** start Provided text **

1. On the type and design of his poem, Mahapatra writes:
"It was apparent to me that I was not writing the kind of poems in which meaning was stated clearly and explicitly, and that this poetry did not have a sharp focus was that the critic had in mind when he commented on my work. in other words, this poetry had no flat statements . What I was perhaps trying to do was to put together images and symbols so that the reader would draw the implicit connection for himself." (Bombay Literary Review)
2. Instead of writing in Oriya, mother tongue, he prefers to compose in alien and foreign language, English because he says:
"I am in love with English. And then, my schooling was in English---and I learnt my language from British schoolmaster---mainly from English novels: so blame H. Riderhaggard and Edgar Rice Burroughs and Ballantyne from whom I caught the first delight of words gravid with meaning. Further I feel I can express myself better in English than in Oriya."(Tenor No.1 June 1978, "Inner View: N. Raghavan talks to Jayanta Mahapatra)
3. On the theme of his poems, Mahapatra explains:
4. On the impact of love in his poetry, Mahapatra reveals:
"My poems were born of love, of love's selfishness and of a huge self-pity, like the poems of many whom I admire. And it is only of myself I thought as words took possession of my senses, measured me and linked me with the fabled kingdom of love." (Youth Times)
5. About the books 'Close the sky, Ten by Ten' and 'Svayamvara and other poems', Mahapatra admits:
"My first two books were mainly experimental; it was the language again I wanted two exploit, because I felt I would mould it like a clay, and I suppose Adil Jussawalla was right in his own way when he said in a review that I was a "poem maker"." (Tenor No.1 June 1978, "Inner View: N. Raghavan talks to Jayanta Mahapatra)

** end Provided text **

• **Your tasks**
[1] Translate this sentence from the Mahapatra text into Spanish: "Further I feel I can express myself better in English than in Oriya."
[2] According to the Mahapatra text, who called Mahapatra a "poem maker" in a review?
[3] Summarize the Mahapatra text in two sentences.
The records have no connection to the Mahapatra text.

** start Extracted records **

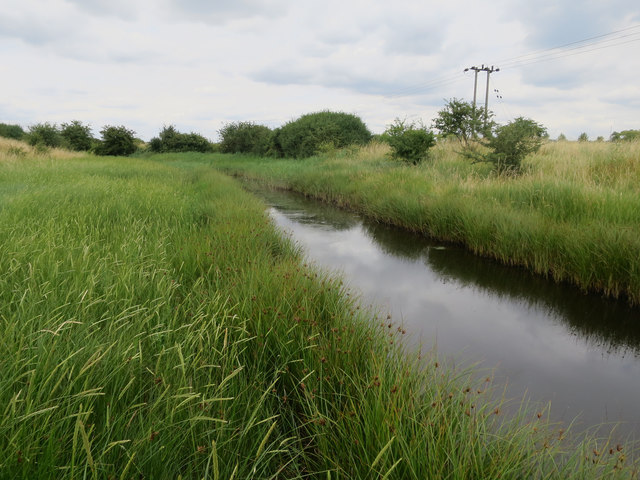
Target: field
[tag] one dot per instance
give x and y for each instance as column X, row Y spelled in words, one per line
column 154, row 324
column 572, row 215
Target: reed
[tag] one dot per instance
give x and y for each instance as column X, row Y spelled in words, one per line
column 572, row 215
column 154, row 324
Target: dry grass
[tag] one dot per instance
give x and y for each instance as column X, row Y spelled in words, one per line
column 12, row 151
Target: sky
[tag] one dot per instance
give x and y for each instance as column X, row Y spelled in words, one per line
column 199, row 64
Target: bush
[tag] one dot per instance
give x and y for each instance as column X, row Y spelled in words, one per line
column 245, row 137
column 170, row 140
column 116, row 141
column 11, row 131
column 625, row 136
column 409, row 141
column 76, row 136
column 464, row 121
column 310, row 133
column 513, row 142
column 44, row 134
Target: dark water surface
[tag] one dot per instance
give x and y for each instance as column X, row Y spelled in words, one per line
column 550, row 342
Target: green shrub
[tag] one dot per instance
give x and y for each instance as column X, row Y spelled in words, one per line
column 513, row 142
column 625, row 135
column 171, row 140
column 463, row 121
column 310, row 133
column 76, row 136
column 11, row 131
column 116, row 141
column 409, row 142
column 45, row 134
column 245, row 137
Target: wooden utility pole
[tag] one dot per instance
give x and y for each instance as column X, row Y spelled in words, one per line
column 486, row 95
column 489, row 71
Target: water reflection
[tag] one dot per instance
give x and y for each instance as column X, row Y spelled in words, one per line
column 612, row 326
column 554, row 343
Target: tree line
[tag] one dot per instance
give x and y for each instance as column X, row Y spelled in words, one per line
column 481, row 138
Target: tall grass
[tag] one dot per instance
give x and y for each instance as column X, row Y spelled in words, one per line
column 154, row 324
column 572, row 215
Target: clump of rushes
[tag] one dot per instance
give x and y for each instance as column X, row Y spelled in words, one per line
column 571, row 215
column 154, row 324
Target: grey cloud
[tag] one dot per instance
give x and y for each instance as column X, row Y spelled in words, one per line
column 125, row 10
column 221, row 11
column 32, row 31
column 335, row 76
column 553, row 23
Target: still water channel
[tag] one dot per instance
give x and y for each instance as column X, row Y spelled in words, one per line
column 544, row 341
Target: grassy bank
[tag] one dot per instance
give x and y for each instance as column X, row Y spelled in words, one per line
column 154, row 324
column 573, row 215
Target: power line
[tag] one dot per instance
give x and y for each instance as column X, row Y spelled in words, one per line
column 578, row 47
column 573, row 51
column 541, row 52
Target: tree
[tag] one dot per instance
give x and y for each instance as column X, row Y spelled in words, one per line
column 76, row 136
column 245, row 137
column 409, row 141
column 311, row 133
column 513, row 142
column 462, row 120
column 116, row 141
column 44, row 134
column 171, row 140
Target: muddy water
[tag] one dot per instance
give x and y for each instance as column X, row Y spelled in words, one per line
column 549, row 342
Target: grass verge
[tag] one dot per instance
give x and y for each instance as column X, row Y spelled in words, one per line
column 572, row 215
column 154, row 324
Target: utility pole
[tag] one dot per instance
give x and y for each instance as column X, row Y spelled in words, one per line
column 486, row 95
column 489, row 71
column 475, row 81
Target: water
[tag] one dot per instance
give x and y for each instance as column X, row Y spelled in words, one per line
column 548, row 341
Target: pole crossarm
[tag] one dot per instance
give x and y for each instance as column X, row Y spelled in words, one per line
column 489, row 71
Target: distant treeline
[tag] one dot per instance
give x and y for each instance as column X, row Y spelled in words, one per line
column 306, row 136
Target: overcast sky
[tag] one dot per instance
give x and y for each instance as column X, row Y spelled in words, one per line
column 198, row 64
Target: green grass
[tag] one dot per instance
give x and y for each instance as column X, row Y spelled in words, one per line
column 572, row 215
column 154, row 324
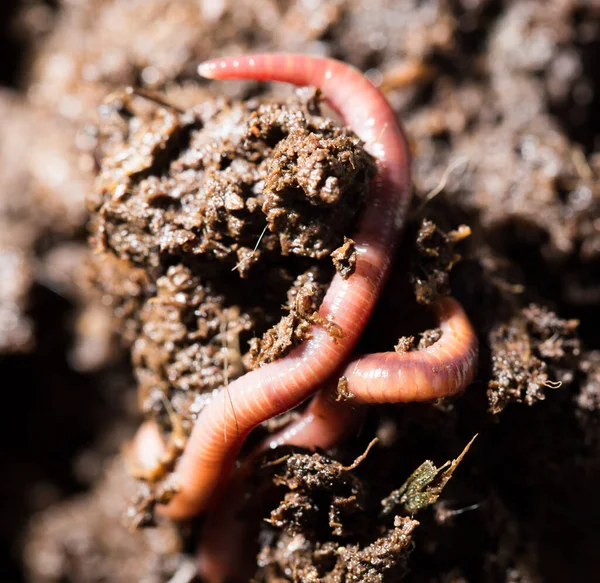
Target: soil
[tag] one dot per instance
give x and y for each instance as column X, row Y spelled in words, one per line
column 192, row 277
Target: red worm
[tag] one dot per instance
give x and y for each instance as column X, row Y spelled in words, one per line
column 224, row 424
column 443, row 369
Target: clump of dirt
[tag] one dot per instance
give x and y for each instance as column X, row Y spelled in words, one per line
column 93, row 524
column 187, row 203
column 500, row 103
column 534, row 351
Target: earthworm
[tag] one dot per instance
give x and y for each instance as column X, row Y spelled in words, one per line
column 443, row 369
column 224, row 424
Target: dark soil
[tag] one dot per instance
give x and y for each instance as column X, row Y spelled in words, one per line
column 195, row 277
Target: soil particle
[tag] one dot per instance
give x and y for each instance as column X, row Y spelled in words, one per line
column 178, row 184
column 190, row 201
column 502, row 115
column 344, row 258
column 325, row 497
column 536, row 350
column 434, row 259
column 83, row 540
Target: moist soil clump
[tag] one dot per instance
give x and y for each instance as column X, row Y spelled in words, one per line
column 211, row 205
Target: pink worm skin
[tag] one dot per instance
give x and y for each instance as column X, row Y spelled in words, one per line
column 224, row 424
column 443, row 369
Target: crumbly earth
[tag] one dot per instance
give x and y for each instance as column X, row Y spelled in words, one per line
column 224, row 213
column 500, row 100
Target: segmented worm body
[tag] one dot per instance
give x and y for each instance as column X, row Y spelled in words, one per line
column 224, row 424
column 443, row 369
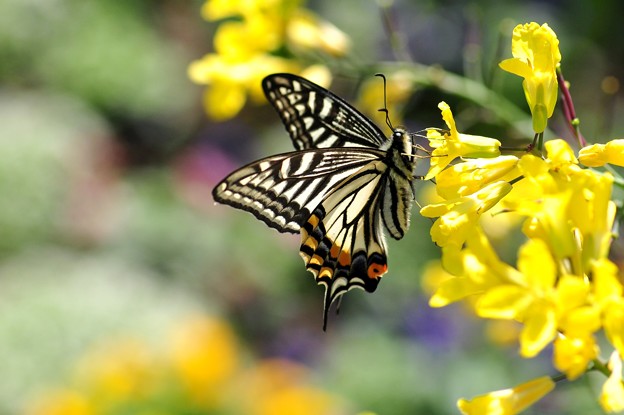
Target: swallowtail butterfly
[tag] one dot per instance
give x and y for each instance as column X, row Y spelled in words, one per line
column 342, row 186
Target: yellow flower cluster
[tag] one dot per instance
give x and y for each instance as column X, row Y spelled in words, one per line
column 202, row 372
column 255, row 38
column 564, row 289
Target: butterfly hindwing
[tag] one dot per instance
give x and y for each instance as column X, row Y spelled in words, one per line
column 316, row 118
column 342, row 242
column 345, row 183
column 283, row 190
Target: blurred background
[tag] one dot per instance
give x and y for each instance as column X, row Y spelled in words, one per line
column 125, row 290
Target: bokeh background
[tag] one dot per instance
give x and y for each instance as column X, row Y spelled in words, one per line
column 125, row 290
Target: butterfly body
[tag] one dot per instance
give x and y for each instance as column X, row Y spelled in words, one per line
column 345, row 183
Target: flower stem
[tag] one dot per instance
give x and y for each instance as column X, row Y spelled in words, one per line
column 568, row 109
column 599, row 366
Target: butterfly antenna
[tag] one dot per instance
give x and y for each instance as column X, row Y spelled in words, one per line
column 385, row 108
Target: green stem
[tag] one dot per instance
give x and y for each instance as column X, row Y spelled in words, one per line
column 601, row 367
column 457, row 85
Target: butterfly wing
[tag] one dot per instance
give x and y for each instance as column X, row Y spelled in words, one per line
column 316, row 118
column 283, row 190
column 342, row 242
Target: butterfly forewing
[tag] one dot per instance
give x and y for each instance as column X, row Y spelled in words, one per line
column 316, row 118
column 343, row 185
column 283, row 190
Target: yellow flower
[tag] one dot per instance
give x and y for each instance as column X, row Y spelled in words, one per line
column 398, row 90
column 536, row 56
column 205, row 356
column 474, row 270
column 118, row 371
column 508, row 401
column 458, row 217
column 452, row 144
column 280, row 387
column 612, row 396
column 306, row 30
column 249, row 45
column 468, row 177
column 597, row 155
column 62, row 402
column 572, row 355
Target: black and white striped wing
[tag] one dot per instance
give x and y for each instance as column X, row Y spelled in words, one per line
column 284, row 190
column 316, row 118
column 342, row 242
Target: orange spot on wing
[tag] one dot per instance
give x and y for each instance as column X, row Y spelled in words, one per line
column 344, row 258
column 311, row 242
column 316, row 260
column 326, row 272
column 313, row 220
column 376, row 270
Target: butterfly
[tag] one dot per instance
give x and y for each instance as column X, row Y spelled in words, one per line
column 345, row 183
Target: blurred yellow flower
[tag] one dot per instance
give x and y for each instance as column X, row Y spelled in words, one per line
column 597, row 155
column 572, row 355
column 612, row 396
column 452, row 144
column 119, row 370
column 306, row 30
column 205, row 356
column 61, row 402
column 277, row 386
column 260, row 40
column 399, row 88
column 508, row 401
column 536, row 56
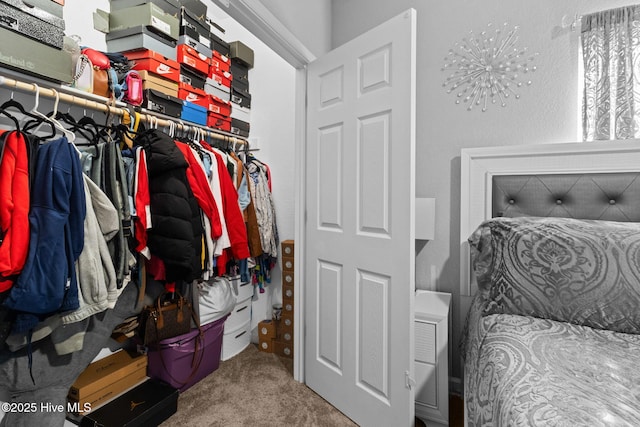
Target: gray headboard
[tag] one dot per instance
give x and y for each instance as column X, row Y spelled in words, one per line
column 598, row 180
column 602, row 196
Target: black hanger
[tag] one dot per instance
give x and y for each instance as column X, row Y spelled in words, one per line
column 67, row 118
column 36, row 120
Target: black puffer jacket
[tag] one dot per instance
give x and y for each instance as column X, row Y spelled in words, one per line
column 176, row 233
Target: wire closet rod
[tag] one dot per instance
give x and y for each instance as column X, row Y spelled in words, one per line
column 100, row 106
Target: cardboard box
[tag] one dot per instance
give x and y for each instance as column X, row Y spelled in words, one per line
column 32, row 22
column 156, row 63
column 147, row 404
column 190, row 57
column 218, row 44
column 220, row 106
column 140, row 38
column 162, row 103
column 34, row 58
column 201, row 48
column 172, row 7
column 147, row 14
column 239, row 70
column 153, row 82
column 49, row 6
column 194, row 113
column 238, row 127
column 221, row 78
column 241, row 86
column 196, row 7
column 106, row 371
column 191, row 77
column 217, row 121
column 192, row 94
column 99, row 398
column 241, row 113
column 243, row 100
column 219, row 62
column 193, row 26
column 241, row 52
column 223, row 93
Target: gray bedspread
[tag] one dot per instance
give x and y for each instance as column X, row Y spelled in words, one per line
column 526, row 371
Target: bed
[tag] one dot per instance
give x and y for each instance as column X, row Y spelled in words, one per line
column 552, row 337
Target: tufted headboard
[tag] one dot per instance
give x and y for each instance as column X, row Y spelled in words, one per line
column 601, row 196
column 590, row 180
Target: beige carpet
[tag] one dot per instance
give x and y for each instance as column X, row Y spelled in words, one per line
column 254, row 389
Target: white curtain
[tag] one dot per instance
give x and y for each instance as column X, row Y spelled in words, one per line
column 611, row 53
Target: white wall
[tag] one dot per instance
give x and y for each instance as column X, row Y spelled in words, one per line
column 309, row 20
column 272, row 86
column 548, row 110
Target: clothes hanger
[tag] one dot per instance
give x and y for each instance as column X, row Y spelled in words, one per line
column 71, row 137
column 67, row 118
column 36, row 120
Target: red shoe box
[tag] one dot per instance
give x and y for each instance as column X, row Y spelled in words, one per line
column 192, row 94
column 220, row 106
column 220, row 63
column 217, row 121
column 192, row 58
column 155, row 63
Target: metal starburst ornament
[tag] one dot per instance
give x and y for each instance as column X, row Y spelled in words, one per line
column 488, row 68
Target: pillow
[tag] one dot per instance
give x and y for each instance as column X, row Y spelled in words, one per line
column 584, row 272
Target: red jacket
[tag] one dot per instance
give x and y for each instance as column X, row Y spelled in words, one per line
column 14, row 208
column 232, row 213
column 201, row 190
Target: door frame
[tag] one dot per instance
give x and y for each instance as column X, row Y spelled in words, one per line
column 258, row 19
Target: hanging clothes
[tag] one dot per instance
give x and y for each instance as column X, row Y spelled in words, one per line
column 47, row 283
column 176, row 235
column 14, row 207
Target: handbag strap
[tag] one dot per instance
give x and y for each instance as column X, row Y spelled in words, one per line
column 199, row 348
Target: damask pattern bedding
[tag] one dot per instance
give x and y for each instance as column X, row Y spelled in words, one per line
column 526, row 371
column 553, row 336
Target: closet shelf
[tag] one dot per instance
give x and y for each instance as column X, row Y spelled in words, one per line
column 98, row 103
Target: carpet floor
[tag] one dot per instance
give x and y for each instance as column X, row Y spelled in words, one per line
column 257, row 389
column 254, row 389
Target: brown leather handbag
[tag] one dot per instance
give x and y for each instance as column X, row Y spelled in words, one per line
column 169, row 317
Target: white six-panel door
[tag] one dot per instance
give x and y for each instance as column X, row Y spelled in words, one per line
column 360, row 249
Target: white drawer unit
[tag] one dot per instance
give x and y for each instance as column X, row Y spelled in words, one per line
column 245, row 290
column 432, row 357
column 234, row 341
column 239, row 316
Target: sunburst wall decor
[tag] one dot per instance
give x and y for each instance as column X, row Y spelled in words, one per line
column 488, row 68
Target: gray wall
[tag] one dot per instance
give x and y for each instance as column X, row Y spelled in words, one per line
column 547, row 112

** end Extracted records **

• **Answers below**
[1] Además, siento que puedo expresarme mejor en inglés que en oriya.

[2] Adil Jussawalla.

[3] Jayanta Mahapatra says his poetry avoids flat statements and instead puts together images and symbols so that readers draw the implicit connections themselves. He composes in English rather than Oriya because he loves English and feels he expresses himself better in it, describes his poems as born of love and self-pity, and calls his first two books mainly experimental.